=== ABOUT THIS EXERCISE ===
Could you write the next part of the passage on the post-fiscal-cliff proposal, continuing after its final listed measure about "turning off" the sequester?

=== PASSAGE PROVIDED ===
[Start of section]
Bradley Belt and Phillip Swagel, veterans of the Bush administration, and Jared Bernstein, who served as Vice President Joe Biden’s chief economic advisor, and William Gale have a post-cliff proposal for forestalling a sharp economic contraction:
To avoid a recession, we propose temporary tax and spending measures to boost near-term demand without making choices between the agendas of the two parties. We see this last point as essential. Getting past the cliff with the least damage to the economy requires not making choices about fundamental long- term issues in a lame-duck setting. This means that our proposal doesn’t separate upper-income tax brackets from other tax rates as sought by President Obama, but neither does it extend all rate cuts as sought by Republicans. Instead, all tax rates go up.
More specifically, they call for:
(a) a $200 billion tax refund, with rebates that will phase out for higher-income households;
(b) $50 billion on infrastructure, school construction, and scientific research;
(c) $50 in transfers to state and local governments;
(d) (of course) a patch to the AMT and a doc fix;
(e) and “turning off” the sequester.
[End of section]
=== ENTRIES SUPPLIED ===
[Start of section]
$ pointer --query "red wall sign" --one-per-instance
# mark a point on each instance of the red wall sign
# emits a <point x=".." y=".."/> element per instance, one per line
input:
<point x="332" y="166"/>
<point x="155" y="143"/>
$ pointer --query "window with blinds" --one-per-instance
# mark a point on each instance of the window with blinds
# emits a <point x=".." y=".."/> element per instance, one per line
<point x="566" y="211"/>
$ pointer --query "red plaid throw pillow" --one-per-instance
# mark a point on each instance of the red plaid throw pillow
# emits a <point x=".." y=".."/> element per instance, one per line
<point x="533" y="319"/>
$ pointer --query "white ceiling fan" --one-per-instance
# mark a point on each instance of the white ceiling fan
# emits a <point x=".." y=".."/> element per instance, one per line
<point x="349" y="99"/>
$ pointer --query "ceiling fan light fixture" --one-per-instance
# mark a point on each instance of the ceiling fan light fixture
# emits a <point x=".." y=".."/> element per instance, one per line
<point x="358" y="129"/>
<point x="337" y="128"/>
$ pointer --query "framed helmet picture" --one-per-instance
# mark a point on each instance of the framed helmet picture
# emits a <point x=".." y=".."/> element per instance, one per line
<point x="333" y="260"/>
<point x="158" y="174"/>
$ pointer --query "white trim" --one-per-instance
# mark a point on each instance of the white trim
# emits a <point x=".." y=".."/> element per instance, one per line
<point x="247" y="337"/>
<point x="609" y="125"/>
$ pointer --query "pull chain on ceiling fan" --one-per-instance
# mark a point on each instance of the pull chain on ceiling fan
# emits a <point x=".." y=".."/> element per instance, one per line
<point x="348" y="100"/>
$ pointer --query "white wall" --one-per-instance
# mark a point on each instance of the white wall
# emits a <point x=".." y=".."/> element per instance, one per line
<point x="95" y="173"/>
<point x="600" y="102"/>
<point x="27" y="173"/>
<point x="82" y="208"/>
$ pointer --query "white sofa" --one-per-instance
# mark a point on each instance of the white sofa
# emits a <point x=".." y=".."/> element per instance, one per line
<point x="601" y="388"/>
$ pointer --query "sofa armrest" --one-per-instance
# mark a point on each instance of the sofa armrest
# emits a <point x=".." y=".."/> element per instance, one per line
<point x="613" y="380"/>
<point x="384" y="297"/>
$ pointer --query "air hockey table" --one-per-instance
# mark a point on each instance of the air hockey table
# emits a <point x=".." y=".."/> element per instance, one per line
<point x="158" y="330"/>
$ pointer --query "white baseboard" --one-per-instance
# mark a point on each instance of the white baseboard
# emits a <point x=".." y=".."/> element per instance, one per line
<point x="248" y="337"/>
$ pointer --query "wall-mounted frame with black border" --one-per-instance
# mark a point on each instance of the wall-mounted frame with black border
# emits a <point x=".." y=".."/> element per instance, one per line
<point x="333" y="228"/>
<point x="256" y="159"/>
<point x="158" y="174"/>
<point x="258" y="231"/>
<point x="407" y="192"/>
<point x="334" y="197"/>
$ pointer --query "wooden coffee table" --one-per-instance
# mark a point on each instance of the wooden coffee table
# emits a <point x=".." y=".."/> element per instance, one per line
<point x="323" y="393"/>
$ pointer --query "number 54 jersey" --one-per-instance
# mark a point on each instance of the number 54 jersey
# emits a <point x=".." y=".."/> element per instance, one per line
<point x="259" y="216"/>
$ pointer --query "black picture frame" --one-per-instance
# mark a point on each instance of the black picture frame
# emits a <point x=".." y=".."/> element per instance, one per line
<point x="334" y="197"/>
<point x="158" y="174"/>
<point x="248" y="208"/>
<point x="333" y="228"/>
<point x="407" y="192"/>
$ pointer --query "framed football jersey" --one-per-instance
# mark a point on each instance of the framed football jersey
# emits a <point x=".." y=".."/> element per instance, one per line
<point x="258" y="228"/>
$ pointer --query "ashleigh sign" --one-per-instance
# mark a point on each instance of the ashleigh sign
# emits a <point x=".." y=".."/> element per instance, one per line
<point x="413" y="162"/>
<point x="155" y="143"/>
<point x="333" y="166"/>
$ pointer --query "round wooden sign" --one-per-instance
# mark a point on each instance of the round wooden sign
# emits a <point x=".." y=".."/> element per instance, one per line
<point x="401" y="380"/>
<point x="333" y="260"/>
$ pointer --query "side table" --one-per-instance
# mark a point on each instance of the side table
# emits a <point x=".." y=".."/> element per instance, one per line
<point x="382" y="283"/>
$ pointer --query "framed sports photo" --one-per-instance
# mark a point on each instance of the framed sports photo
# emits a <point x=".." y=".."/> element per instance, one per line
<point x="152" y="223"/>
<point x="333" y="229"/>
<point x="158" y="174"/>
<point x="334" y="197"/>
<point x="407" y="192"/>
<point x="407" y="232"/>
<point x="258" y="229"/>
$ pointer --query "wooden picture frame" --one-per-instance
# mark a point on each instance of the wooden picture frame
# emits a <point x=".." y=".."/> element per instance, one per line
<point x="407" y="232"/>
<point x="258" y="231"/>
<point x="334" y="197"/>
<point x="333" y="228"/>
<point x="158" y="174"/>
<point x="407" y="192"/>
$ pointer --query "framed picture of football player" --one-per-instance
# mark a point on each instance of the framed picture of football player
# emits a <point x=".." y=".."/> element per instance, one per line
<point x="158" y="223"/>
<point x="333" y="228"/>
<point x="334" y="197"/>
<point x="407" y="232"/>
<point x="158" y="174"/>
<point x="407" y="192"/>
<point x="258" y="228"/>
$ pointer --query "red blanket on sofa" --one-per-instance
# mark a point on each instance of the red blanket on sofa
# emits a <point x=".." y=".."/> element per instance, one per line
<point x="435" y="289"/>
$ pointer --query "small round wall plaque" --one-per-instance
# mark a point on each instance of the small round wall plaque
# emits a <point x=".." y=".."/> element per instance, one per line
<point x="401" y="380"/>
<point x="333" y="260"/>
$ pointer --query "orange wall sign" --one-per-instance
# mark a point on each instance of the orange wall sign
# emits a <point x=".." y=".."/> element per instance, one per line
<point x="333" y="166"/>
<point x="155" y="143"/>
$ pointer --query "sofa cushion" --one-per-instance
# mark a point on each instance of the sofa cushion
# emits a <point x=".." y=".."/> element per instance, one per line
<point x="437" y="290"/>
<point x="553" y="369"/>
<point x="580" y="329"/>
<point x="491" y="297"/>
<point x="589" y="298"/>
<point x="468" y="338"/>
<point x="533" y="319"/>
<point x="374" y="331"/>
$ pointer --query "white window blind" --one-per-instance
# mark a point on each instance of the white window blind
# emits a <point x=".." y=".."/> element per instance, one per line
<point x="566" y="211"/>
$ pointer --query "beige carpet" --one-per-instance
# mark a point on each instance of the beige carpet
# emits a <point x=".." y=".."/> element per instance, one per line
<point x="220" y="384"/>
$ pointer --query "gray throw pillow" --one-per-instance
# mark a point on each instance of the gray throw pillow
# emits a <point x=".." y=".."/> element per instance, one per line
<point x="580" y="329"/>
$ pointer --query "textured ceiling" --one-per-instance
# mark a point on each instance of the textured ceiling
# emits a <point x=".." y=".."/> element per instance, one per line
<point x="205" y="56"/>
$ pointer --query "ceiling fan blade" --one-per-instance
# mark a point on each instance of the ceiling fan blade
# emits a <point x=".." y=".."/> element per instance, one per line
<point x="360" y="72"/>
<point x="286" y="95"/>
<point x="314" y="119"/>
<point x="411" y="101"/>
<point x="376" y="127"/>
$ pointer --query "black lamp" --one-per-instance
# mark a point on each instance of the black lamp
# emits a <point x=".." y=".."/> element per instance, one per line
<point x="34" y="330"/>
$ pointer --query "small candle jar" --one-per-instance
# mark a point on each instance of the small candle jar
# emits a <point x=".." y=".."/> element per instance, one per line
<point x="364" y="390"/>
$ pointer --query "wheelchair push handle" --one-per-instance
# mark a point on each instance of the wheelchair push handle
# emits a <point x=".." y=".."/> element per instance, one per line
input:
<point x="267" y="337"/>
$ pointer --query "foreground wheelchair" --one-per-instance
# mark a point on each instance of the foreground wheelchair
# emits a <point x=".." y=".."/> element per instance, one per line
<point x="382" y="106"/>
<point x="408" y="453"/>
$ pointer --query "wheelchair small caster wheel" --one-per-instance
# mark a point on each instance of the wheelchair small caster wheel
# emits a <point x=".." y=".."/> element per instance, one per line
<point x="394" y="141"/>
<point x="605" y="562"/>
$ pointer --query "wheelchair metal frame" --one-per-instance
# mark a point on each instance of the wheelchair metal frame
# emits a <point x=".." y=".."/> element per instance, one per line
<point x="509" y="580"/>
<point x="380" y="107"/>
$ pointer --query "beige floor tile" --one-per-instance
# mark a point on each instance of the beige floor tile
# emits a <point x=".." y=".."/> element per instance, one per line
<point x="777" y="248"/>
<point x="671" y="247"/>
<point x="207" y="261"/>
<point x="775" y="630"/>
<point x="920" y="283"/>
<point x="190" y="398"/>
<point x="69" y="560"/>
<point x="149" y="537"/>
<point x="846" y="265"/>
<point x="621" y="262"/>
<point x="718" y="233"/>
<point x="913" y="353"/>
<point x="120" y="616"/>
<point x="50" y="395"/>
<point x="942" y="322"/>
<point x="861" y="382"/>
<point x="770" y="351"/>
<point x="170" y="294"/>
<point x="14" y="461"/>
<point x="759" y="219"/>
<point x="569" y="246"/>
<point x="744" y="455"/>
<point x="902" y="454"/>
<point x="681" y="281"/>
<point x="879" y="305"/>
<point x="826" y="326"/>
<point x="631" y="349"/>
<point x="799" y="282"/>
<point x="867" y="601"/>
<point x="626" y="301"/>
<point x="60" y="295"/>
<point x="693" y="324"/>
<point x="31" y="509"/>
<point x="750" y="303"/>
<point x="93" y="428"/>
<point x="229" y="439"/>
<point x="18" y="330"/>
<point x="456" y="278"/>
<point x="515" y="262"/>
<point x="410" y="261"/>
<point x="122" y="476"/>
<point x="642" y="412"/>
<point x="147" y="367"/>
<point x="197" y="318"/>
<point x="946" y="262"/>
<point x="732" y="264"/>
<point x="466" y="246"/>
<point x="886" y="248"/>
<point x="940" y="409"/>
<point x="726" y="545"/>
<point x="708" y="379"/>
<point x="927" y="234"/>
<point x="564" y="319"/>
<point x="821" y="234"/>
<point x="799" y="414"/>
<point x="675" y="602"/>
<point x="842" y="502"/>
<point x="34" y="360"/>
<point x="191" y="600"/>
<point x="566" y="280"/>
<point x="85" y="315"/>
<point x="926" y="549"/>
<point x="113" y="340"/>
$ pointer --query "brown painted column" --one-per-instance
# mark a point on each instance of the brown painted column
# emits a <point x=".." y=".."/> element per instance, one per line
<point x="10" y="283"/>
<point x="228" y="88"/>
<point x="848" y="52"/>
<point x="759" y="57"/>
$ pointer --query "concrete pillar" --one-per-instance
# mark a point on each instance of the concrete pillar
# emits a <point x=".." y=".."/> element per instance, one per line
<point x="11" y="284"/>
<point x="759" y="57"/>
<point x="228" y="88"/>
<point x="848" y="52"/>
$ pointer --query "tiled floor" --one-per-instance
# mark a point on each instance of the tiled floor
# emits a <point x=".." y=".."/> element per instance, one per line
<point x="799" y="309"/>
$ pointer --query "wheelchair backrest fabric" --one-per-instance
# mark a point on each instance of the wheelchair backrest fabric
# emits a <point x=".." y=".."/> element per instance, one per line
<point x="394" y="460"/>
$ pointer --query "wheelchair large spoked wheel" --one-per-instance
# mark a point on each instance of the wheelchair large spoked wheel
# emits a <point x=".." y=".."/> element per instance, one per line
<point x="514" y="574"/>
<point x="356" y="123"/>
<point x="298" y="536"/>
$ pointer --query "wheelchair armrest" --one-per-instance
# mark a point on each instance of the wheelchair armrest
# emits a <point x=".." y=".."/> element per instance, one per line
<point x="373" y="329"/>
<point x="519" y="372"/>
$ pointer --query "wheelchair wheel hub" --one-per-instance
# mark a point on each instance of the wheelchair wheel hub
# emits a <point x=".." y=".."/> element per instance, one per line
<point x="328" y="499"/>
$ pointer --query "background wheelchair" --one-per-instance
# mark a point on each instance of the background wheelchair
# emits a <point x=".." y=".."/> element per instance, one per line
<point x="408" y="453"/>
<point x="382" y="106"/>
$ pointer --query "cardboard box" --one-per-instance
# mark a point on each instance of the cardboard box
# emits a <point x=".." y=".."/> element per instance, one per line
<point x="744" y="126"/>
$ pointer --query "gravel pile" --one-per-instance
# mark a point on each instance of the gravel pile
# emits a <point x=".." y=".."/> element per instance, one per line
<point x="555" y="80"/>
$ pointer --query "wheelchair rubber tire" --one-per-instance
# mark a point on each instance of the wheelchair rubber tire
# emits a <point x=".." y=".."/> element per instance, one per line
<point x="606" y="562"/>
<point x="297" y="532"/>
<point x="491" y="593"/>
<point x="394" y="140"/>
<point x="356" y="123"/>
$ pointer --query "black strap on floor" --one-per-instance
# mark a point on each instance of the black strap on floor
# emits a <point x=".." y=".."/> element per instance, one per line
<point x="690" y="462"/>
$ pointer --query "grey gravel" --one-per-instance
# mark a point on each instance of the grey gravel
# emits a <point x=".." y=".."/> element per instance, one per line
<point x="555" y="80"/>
[End of section]
=== ANSWER TO THE EXERCISE ===
The proposal resembles the strategy outlined by Peter Orszag:
One path through this brick wall for the Administration would be to allow all the tax cuts to expire and thereby escape the intractable debate over those extensions. In the cacophony that follows, the Administration could then come back in early 2013 with a tax-reform proposal that reduces taxes (compared to the level with the expired tax cuts) disproportionately for middle- and low-income families. If the tax cuts are designed to be universal, even if they are much more progressive than the Bush tax cuts, it would presumably be harder for Republicans to vote against them. One example of this strategy would be to combine a much larger payroll-tax holiday with an increase in the standard deduction. This would provide a substantial tax cut for everyone who works, but the effect would be progressive since payroll taxes represent a larger share of income for low- and middle-income workers than for high-income workers. As with the structure in place for the current payroll tax cut, general revenue would backfill the Social Security and Medicare Part A trust funds, so that the programs would not be harmed by the tax cut.
It is not entirely unlikely that we will soon be looking to proposals like this one to shield low- and middle-income households from substantial tax increases.